WHAT IS EXPECTED: Rewrite every line of the entries below as a Markdown table with two columns, "Row" and "Line", numbering the rows in order and leaving out any blank lines.

------------------------------

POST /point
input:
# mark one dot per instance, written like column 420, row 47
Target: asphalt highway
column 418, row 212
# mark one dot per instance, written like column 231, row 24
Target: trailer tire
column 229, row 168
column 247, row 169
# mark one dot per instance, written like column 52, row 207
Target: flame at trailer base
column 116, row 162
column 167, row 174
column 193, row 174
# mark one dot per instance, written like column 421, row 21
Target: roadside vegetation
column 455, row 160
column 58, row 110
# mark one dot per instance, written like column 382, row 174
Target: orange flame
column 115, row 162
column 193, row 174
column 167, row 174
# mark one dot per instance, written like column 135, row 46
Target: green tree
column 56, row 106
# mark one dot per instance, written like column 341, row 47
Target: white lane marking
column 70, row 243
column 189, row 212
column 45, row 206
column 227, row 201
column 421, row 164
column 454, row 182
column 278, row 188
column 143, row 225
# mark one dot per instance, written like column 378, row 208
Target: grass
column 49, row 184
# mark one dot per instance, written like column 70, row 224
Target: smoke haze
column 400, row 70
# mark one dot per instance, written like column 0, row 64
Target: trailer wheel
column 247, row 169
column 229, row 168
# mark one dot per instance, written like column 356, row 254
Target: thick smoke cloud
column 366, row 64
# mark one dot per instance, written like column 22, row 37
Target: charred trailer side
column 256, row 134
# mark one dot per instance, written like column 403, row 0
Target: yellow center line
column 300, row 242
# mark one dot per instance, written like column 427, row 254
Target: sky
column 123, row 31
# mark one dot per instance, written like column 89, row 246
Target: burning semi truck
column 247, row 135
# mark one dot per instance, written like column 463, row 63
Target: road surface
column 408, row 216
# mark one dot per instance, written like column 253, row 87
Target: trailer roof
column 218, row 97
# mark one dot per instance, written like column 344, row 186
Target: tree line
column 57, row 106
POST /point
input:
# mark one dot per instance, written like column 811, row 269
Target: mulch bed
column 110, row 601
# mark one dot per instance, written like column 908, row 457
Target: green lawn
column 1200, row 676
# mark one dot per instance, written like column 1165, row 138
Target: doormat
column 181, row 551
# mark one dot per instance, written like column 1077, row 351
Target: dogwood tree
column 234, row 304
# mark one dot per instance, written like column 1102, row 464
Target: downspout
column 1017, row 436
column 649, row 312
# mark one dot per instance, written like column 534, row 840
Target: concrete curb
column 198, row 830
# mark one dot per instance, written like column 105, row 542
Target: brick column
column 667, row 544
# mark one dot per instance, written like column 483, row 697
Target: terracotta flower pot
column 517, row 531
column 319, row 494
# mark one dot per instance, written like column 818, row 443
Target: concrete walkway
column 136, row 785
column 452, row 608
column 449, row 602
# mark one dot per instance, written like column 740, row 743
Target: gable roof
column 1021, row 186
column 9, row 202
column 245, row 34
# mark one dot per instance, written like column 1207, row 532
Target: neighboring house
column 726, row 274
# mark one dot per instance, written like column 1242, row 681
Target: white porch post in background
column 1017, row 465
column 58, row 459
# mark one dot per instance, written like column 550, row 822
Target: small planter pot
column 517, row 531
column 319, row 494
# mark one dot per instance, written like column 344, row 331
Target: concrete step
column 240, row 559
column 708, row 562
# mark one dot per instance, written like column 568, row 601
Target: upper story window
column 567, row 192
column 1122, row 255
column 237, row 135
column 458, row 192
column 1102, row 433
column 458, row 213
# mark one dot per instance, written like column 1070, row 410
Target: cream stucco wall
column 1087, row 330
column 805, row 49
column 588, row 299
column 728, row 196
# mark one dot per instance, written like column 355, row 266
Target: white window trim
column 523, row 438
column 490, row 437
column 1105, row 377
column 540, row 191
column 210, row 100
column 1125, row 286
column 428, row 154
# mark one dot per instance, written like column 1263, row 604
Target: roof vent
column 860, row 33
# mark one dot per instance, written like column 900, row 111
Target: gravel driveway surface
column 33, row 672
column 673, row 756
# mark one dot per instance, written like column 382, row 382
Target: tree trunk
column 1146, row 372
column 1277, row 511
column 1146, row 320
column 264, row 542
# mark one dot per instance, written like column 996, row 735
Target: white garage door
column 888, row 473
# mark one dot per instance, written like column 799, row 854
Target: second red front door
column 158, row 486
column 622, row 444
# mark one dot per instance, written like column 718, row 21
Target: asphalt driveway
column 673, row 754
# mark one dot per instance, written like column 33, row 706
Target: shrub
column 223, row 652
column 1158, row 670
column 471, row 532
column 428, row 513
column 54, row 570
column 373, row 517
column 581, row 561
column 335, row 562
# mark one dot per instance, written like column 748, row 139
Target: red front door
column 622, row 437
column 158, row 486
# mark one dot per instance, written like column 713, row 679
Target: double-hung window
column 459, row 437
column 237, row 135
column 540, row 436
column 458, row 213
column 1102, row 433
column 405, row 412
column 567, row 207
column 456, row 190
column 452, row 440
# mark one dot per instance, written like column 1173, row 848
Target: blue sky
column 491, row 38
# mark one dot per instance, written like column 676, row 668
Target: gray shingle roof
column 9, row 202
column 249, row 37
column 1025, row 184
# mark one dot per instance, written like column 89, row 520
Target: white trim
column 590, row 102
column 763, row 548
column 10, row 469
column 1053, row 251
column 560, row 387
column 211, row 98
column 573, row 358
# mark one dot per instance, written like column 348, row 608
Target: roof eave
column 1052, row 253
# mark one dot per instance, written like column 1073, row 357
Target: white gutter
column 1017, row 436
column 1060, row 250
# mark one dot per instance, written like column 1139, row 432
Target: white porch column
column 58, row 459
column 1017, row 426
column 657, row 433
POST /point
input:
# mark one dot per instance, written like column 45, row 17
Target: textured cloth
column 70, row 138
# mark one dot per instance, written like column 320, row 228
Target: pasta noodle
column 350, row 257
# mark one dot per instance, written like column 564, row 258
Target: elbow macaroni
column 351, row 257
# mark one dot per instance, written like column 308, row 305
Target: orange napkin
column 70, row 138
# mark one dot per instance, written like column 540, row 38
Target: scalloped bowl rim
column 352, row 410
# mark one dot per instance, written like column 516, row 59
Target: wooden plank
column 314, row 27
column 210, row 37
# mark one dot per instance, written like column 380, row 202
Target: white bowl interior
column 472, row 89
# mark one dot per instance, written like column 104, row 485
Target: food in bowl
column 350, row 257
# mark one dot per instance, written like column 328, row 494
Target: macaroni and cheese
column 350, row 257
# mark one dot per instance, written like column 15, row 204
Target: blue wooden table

------------------------------

EXERCISE OUTPUT:
| Row | Line |
|---|---|
| 1 | POST /point |
| 2 | input: |
| 3 | # mark one dot per instance, written like column 420, row 47 |
| 4 | Target: asphalt highway |
| 5 | column 418, row 212 |
| 6 | # mark one dot per instance, written like column 231, row 24 |
| 7 | Target: trailer tire |
| 8 | column 229, row 168 |
| 9 | column 247, row 169 |
| 10 | # mark one dot per instance, written like column 52, row 207 |
| 11 | Target: flame at trailer base |
| 12 | column 116, row 162 |
| 13 | column 167, row 174 |
| 14 | column 193, row 174 |
| 15 | # mark one dot per instance, written like column 421, row 21 |
| 16 | Target: roadside vegetation |
| 17 | column 455, row 160 |
| 18 | column 58, row 110 |
| 19 | # mark one dot per instance, written like column 382, row 174 |
| 20 | Target: orange flame |
| 21 | column 115, row 162 |
| 22 | column 193, row 174 |
| 23 | column 167, row 174 |
| 24 | # mark one dot per instance, written like column 135, row 46 |
| 25 | Target: green tree |
| 26 | column 56, row 106 |
| 27 | # mark one dot per instance, written like column 341, row 47 |
| 28 | Target: white lane marking |
| 29 | column 70, row 243 |
| 30 | column 189, row 212 |
| 31 | column 45, row 206 |
| 32 | column 227, row 201 |
| 33 | column 421, row 164 |
| 34 | column 454, row 182 |
| 35 | column 278, row 188 |
| 36 | column 143, row 225 |
| 37 | # mark one dot per instance, written like column 378, row 208 |
| 38 | Target: grass |
| 39 | column 49, row 184 |
| 40 | # mark one dot per instance, written like column 70, row 224 |
| 41 | Target: smoke haze |
| 42 | column 400, row 70 |
| 43 | # mark one dot per instance, written like column 0, row 64 |
| 44 | Target: trailer wheel |
| 45 | column 247, row 169 |
| 46 | column 229, row 168 |
| 47 | # mark one dot per instance, written like column 356, row 254 |
| 48 | Target: thick smoke cloud |
| 49 | column 366, row 64 |
| 50 | # mark one dot per instance, written like column 22, row 37 |
| 51 | Target: charred trailer side |
| 52 | column 256, row 134 |
| 53 | # mark one dot per instance, written like column 403, row 0 |
| 54 | Target: yellow center line |
| 55 | column 300, row 242 |
| 56 | # mark one dot per instance, written like column 427, row 254 |
| 57 | Target: sky |
| 58 | column 123, row 31 |
| 59 | # mark one dot per instance, written like column 89, row 246 |
| 60 | Target: burning semi truck |
| 61 | column 247, row 135 |
| 62 | # mark one dot per instance, written like column 463, row 63 |
| 63 | Target: road surface |
| 64 | column 408, row 216 |
| 65 | # mark one dot per instance, written like column 253, row 87 |
| 66 | Target: trailer roof |
| 67 | column 218, row 97 |
| 68 | # mark one dot per instance, written like column 344, row 186 |
| 69 | Target: tree line |
| 70 | column 57, row 106 |
| 71 | POST /point |
| 72 | input: |
| 73 | # mark one dot per instance, written like column 811, row 269 |
| 74 | Target: mulch bed |
| 75 | column 110, row 601 |
| 76 | # mark one dot per instance, written like column 908, row 457 |
| 77 | Target: green lawn |
| 78 | column 1200, row 676 |
| 79 | # mark one dot per instance, written like column 1165, row 138 |
| 80 | Target: doormat |
| 81 | column 181, row 551 |
| 82 | # mark one dot per instance, written like column 1077, row 351 |
| 83 | Target: dogwood tree |
| 84 | column 234, row 304 |
| 85 | # mark one dot per instance, written like column 1102, row 464 |
| 86 | Target: downspout |
| 87 | column 1017, row 436 |
| 88 | column 649, row 312 |
| 89 | # mark one dot per instance, written like column 534, row 840 |
| 90 | Target: concrete curb |
| 91 | column 198, row 830 |
| 92 | # mark one dot per instance, written like column 105, row 542 |
| 93 | Target: brick column |
| 94 | column 667, row 544 |
| 95 | # mark one dot per instance, written like column 483, row 697 |
| 96 | Target: terracotta flower pot |
| 97 | column 517, row 531 |
| 98 | column 319, row 494 |
| 99 | # mark one dot per instance, written like column 818, row 443 |
| 100 | Target: concrete walkway |
| 101 | column 136, row 785 |
| 102 | column 452, row 608 |
| 103 | column 449, row 602 |
| 104 | # mark one dot per instance, written like column 740, row 743 |
| 105 | Target: gable roof |
| 106 | column 1021, row 186 |
| 107 | column 9, row 202 |
| 108 | column 245, row 34 |
| 109 | # mark one dot per instance, written like column 1207, row 532 |
| 110 | Target: neighboring house |
| 111 | column 726, row 274 |
| 112 | # mark one dot per instance, written like column 1242, row 681 |
| 113 | Target: white porch post in background |
| 114 | column 1017, row 465 |
| 115 | column 58, row 459 |
| 116 | # mark one dot per instance, written like column 550, row 822 |
| 117 | Target: small planter pot |
| 118 | column 517, row 531 |
| 119 | column 319, row 494 |
| 120 | # mark one dot per instance, written like column 344, row 331 |
| 121 | Target: concrete step |
| 122 | column 240, row 559 |
| 123 | column 708, row 562 |
| 124 | # mark one dot per instance, written like column 568, row 601 |
| 125 | Target: upper story window |
| 126 | column 567, row 192 |
| 127 | column 1122, row 255 |
| 128 | column 237, row 135 |
| 129 | column 458, row 192 |
| 130 | column 1102, row 433 |
| 131 | column 458, row 213 |
| 132 | # mark one dot per instance, written like column 1070, row 410 |
| 133 | Target: cream stucco wall |
| 134 | column 1087, row 330 |
| 135 | column 805, row 49 |
| 136 | column 588, row 299 |
| 137 | column 728, row 196 |
| 138 | # mark one dot per instance, written like column 355, row 266 |
| 139 | Target: white window trim |
| 140 | column 523, row 438 |
| 141 | column 490, row 437 |
| 142 | column 1105, row 377 |
| 143 | column 540, row 191 |
| 144 | column 210, row 100 |
| 145 | column 1125, row 286 |
| 146 | column 428, row 154 |
| 147 | # mark one dot per instance, written like column 1263, row 604 |
| 148 | Target: roof vent |
| 149 | column 860, row 33 |
| 150 | # mark one dot per instance, written like column 900, row 111 |
| 151 | Target: gravel driveway surface |
| 152 | column 33, row 672 |
| 153 | column 673, row 756 |
| 154 | # mark one dot per instance, written like column 382, row 382 |
| 155 | Target: tree trunk |
| 156 | column 1146, row 372 |
| 157 | column 1277, row 511 |
| 158 | column 1146, row 320 |
| 159 | column 264, row 542 |
| 160 | # mark one dot per instance, written like column 996, row 735 |
| 161 | Target: white garage door |
| 162 | column 888, row 473 |
| 163 | # mark one dot per instance, written like column 799, row 854 |
| 164 | Target: second red front door |
| 165 | column 158, row 486 |
| 166 | column 622, row 444 |
| 167 | # mark one dot per instance, written like column 718, row 21 |
| 168 | Target: asphalt driveway |
| 169 | column 673, row 754 |
| 170 | # mark one dot per instance, written like column 33, row 706 |
| 171 | Target: shrub |
| 172 | column 223, row 652 |
| 173 | column 1158, row 670 |
| 174 | column 471, row 532 |
| 175 | column 428, row 513 |
| 176 | column 54, row 570 |
| 177 | column 373, row 517 |
| 178 | column 581, row 561 |
| 179 | column 335, row 562 |
| 180 | # mark one dot per instance, written like column 748, row 139 |
| 181 | Target: red front door |
| 182 | column 622, row 437 |
| 183 | column 158, row 486 |
| 184 | # mark one dot per instance, written like column 713, row 679 |
| 185 | Target: double-hung window |
| 186 | column 459, row 437 |
| 187 | column 237, row 135 |
| 188 | column 540, row 436 |
| 189 | column 458, row 213 |
| 190 | column 1102, row 433 |
| 191 | column 405, row 412 |
| 192 | column 567, row 207 |
| 193 | column 456, row 190 |
| 194 | column 452, row 440 |
| 195 | # mark one dot per instance, written like column 1173, row 848 |
| 196 | Target: blue sky |
| 197 | column 491, row 38 |
| 198 | # mark one dot per instance, written like column 676, row 668 |
| 199 | Target: gray shingle roof |
| 200 | column 9, row 202 |
| 201 | column 249, row 37 |
| 202 | column 1025, row 184 |
| 203 | # mark one dot per instance, written like column 89, row 520 |
| 204 | Target: white trim |
| 205 | column 590, row 102 |
| 206 | column 763, row 548 |
| 207 | column 10, row 469 |
| 208 | column 1053, row 251 |
| 209 | column 560, row 387 |
| 210 | column 211, row 98 |
| 211 | column 573, row 358 |
| 212 | # mark one dot per instance, written like column 348, row 608 |
| 213 | Target: roof eave |
| 214 | column 1052, row 253 |
| 215 | # mark one dot per instance, written like column 1073, row 357 |
| 216 | Target: white gutter |
| 217 | column 1017, row 436 |
| 218 | column 1060, row 250 |
| 219 | # mark one dot per instance, written like column 1139, row 432 |
| 220 | Target: white porch column |
| 221 | column 58, row 459 |
| 222 | column 1017, row 426 |
| 223 | column 657, row 433 |
| 224 | POST /point |
| 225 | input: |
| 226 | # mark one dot per instance, written like column 45, row 17 |
| 227 | Target: textured cloth |
| 228 | column 70, row 138 |
| 229 | # mark one dot per instance, written like column 320, row 228 |
| 230 | Target: pasta noodle |
| 231 | column 350, row 257 |
| 232 | # mark one dot per instance, written like column 564, row 258 |
| 233 | Target: elbow macaroni |
| 234 | column 351, row 257 |
| 235 | # mark one dot per instance, written like column 308, row 305 |
| 236 | Target: orange napkin |
| 237 | column 70, row 138 |
| 238 | # mark one dot per instance, written like column 540, row 38 |
| 239 | Target: scalloped bowl rim |
| 240 | column 352, row 410 |
| 241 | # mark one dot per instance, written like column 516, row 59 |
| 242 | Target: wooden plank |
| 243 | column 314, row 27 |
| 244 | column 210, row 37 |
| 245 | # mark one dot per instance, written like column 380, row 202 |
| 246 | Target: white bowl interior |
| 247 | column 472, row 89 |
| 248 | # mark one dot per instance, written like column 104, row 485 |
| 249 | Target: food in bowl |
| 250 | column 350, row 257 |
| 251 | # mark one dot per instance, written like column 328, row 494 |
| 252 | Target: macaroni and cheese |
| 253 | column 350, row 257 |
| 254 | # mark one dot per instance, written like column 15, row 204 |
| 255 | Target: blue wooden table |